OBJECTIVES
1. From the R-group enumeration notebook, list every R-group label the counting loop printed, each with the number of unique R-groups shown beside it.
2. Continue the R-group enumeration notebook from its final sentence.

SOURCE DOCUMENT

Begin

Display the core(s) found by the R-group decomposition, noting that the fused pyrrolidine now has R3 and R4 arising from the same carbon.

In [7]:
core_df = pd.DataFrame({"mol" : [Chem.MolFromSmiles(x) for x in rgroup_df.Core.unique()]})
mols2grid.display(core_df,size=(300,200),mol_col="mol")

MolGridWidget()

### Collect Unique R-Groups
Create lists of unique R-groups

In [8]:
unique_list = []
for r in rgroup_df.columns[1:]:
    num_rgroups = len(rgroup_df[r].unique())
    print(r,num_rgroups)
    unique_list.append(rgroup_df[r].unique())
total_possible_products = np.prod([len(x) for x in unique_list])
print(f"{total_possible_products:,} products possible")

R1 7
R2 2
R3 13
R4 7
R5 12
15,288 products possible


### Build a Ridge Regression Model

Use a one hot encoder to encode R-groups into a bit string

In [9]:
enc = OneHotEncoder(categories=unique_list,sparse_output=False)
one_hot_mat = enc.fit_transform(rgroup_df.values[:,1:])

### Generate and Evaluate R-Group Combinations

Now we'll build all combinations of the R-groups and use our model to predict their activity. In order to have the most effective model, we'll build the model with all the available data.

In [10]:

full_model = Ridge()
full_model.fit(one_hot_mat,df.pIC50)
already_made_smiles = set([Chem.MolToSmiles(x) for x in df.mol])

I've rewritten Pat's code here to print out substituents where it fails.

In [11]:
uru.rd_shut_the_hell_up()
prod_list = []
for i,p in tqdm(enumerate(product(*enc.categories)),total=total_possible_products):
    core_smiles = rgroup_df.Core.values[0]
    try:
      smi = (".".join(p))
      mol = Chem.MolFromSmiles(smi+"."+core_smiles)
      prod = Chem.molzip(mol)
      prod = Chem.RemoveAllHs(prod)
      prod_smi = Chem.MolToSmiles(prod)
      if prod_smi not in already_made_smiles:
          desc = enc.transform([p])
          prod_pred_ic50 = full_model.predict(desc)[0]
          prod_list.append([prod_smi,prod_pred_ic50])
    except:
        print(p)
        break





  0%|          | 0/15288 [00:00<?, ?it/s]

('C[*:1]', '[H][*:2]', 'COC(=O)[*:3]', '[H][*:4]', 'CCC(C[*:4])[*:5]')


The fused system connects on the R1 and R5 positions. Unfortunately, this clashes with the H substituent already in place on the R1 position. This is a molecule that can't really exist, so we would like to skip it. I'm introducing some code to check for duplicate numbers, skipping those molecules.

End

(Some records)
Begin

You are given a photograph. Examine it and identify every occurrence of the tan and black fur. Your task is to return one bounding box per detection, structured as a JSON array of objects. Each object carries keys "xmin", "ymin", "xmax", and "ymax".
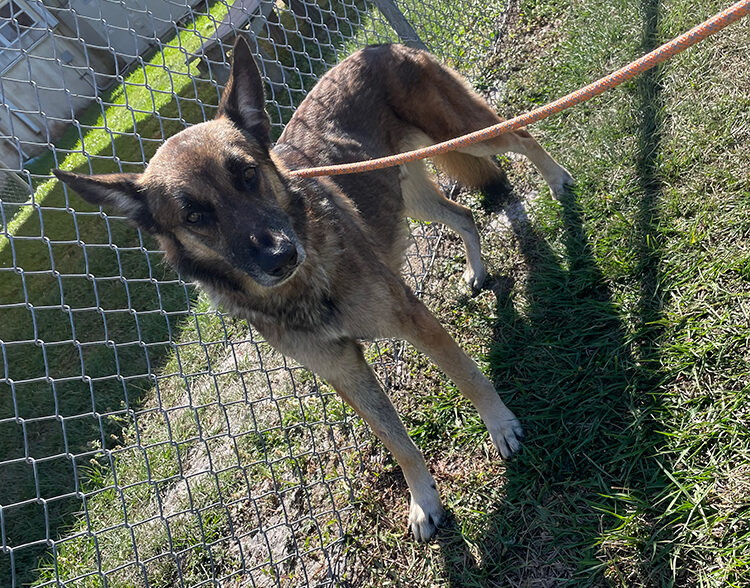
[{"xmin": 56, "ymin": 40, "xmax": 572, "ymax": 540}]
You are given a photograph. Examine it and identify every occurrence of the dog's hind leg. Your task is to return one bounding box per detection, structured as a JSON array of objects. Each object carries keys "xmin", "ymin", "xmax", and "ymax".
[
  {"xmin": 300, "ymin": 340, "xmax": 443, "ymax": 541},
  {"xmin": 392, "ymin": 293, "xmax": 523, "ymax": 458},
  {"xmin": 401, "ymin": 161, "xmax": 487, "ymax": 293},
  {"xmin": 446, "ymin": 129, "xmax": 573, "ymax": 198}
]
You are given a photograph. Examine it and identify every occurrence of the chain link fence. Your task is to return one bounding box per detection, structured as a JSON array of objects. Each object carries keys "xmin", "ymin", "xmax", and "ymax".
[{"xmin": 0, "ymin": 0, "xmax": 503, "ymax": 587}]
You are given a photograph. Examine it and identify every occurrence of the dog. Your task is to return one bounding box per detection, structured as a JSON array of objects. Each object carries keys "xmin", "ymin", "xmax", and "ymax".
[{"xmin": 55, "ymin": 37, "xmax": 572, "ymax": 541}]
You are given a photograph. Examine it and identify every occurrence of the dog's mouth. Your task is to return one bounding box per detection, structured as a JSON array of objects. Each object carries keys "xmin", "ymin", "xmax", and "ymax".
[
  {"xmin": 262, "ymin": 243, "xmax": 307, "ymax": 286},
  {"xmin": 238, "ymin": 239, "xmax": 307, "ymax": 288}
]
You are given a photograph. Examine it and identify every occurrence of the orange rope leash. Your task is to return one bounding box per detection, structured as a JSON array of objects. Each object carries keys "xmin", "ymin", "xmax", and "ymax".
[{"xmin": 291, "ymin": 0, "xmax": 750, "ymax": 178}]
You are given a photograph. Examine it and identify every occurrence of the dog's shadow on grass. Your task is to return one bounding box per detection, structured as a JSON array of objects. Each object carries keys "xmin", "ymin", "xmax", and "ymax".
[{"xmin": 438, "ymin": 180, "xmax": 665, "ymax": 587}]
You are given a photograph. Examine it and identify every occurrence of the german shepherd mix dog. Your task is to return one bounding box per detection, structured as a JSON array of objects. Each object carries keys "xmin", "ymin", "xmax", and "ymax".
[{"xmin": 55, "ymin": 39, "xmax": 572, "ymax": 541}]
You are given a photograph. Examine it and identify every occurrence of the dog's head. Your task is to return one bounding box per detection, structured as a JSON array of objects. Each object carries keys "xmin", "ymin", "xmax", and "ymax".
[{"xmin": 55, "ymin": 38, "xmax": 305, "ymax": 287}]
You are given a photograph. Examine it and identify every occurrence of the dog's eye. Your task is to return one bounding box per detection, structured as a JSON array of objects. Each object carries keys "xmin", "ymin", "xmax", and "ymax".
[{"xmin": 185, "ymin": 212, "xmax": 203, "ymax": 225}]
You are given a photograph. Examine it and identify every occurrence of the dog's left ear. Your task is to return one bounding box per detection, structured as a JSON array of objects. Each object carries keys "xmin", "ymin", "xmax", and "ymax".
[{"xmin": 216, "ymin": 36, "xmax": 271, "ymax": 148}]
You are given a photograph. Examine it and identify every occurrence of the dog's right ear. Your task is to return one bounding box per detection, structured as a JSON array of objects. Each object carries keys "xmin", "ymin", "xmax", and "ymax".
[
  {"xmin": 216, "ymin": 36, "xmax": 271, "ymax": 149},
  {"xmin": 53, "ymin": 169, "xmax": 155, "ymax": 232}
]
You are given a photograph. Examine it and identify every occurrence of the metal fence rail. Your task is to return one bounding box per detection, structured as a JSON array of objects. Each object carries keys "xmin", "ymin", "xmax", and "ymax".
[{"xmin": 0, "ymin": 0, "xmax": 502, "ymax": 586}]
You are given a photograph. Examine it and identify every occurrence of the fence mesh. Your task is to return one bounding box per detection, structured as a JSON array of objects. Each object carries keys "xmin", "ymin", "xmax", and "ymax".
[{"xmin": 0, "ymin": 0, "xmax": 502, "ymax": 586}]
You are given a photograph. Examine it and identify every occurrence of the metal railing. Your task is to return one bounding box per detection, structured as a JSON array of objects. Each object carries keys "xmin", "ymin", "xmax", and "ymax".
[{"xmin": 0, "ymin": 0, "xmax": 502, "ymax": 586}]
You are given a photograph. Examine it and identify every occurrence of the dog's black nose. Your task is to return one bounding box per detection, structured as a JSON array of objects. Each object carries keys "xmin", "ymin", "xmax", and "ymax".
[{"xmin": 258, "ymin": 240, "xmax": 297, "ymax": 278}]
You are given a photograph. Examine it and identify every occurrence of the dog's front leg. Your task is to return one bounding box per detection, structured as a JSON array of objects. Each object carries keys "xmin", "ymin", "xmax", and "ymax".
[
  {"xmin": 393, "ymin": 293, "xmax": 523, "ymax": 458},
  {"xmin": 300, "ymin": 340, "xmax": 443, "ymax": 541}
]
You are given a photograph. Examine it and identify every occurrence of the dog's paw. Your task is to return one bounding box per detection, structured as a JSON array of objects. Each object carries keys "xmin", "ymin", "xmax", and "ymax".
[
  {"xmin": 409, "ymin": 488, "xmax": 444, "ymax": 541},
  {"xmin": 549, "ymin": 167, "xmax": 575, "ymax": 200},
  {"xmin": 487, "ymin": 411, "xmax": 523, "ymax": 459}
]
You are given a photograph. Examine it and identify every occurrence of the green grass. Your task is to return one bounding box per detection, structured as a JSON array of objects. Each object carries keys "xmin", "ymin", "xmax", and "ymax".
[
  {"xmin": 0, "ymin": 4, "xmax": 234, "ymax": 583},
  {"xmin": 5, "ymin": 0, "xmax": 750, "ymax": 587},
  {"xmin": 346, "ymin": 0, "xmax": 750, "ymax": 587}
]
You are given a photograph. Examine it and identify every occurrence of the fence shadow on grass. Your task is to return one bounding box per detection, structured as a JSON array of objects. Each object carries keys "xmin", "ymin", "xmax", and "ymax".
[
  {"xmin": 440, "ymin": 181, "xmax": 665, "ymax": 586},
  {"xmin": 434, "ymin": 0, "xmax": 674, "ymax": 587}
]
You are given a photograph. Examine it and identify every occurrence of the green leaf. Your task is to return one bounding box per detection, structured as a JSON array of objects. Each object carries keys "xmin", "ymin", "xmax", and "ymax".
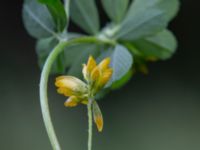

End

OUTPUTS FOR THE TASKS
1.
R1: 7
R2: 2
R3: 13
R4: 7
R5: 12

2.
In [12]:
import re
def has_shared_number(string_tuple):
  """Checks if any number within the [*:number] format is shared among strings in a tuple.

  Args:
    string_tuple: A tuple containing strings with potential [*:number] patterns.

  Returns:
    True if any number is shared, False otherwise.
  """
  all_numbers = []
  for string in string_tuple:
    numbers = [int(match.group(1)) for match in re.finditer(r"\[\*:(\d+)\]", string)]
    all_numbers.extend(numbers)
  return len(set(all_numbers)) < len(all_numbers)


prod_list = []
for i,p in tqdm(enumerate(product(*enc.categories)),total=total_possible_products):
    core_smiles = rgroup_df.Core.values[0]
    if has_shared_number(p):
      continue

    try:
      smi = (".".join(p))
      mol = Chem.MolFromSmiles(smi+"."+core_smiles)
      prod = Chem.molzip(mol)
      prod = Chem.RemoveAllHs(prod)
      prod_smi = Chem.MolToSmiles(prod)
      if prod_smi not in already_made_smiles:
          desc = enc.transform([p])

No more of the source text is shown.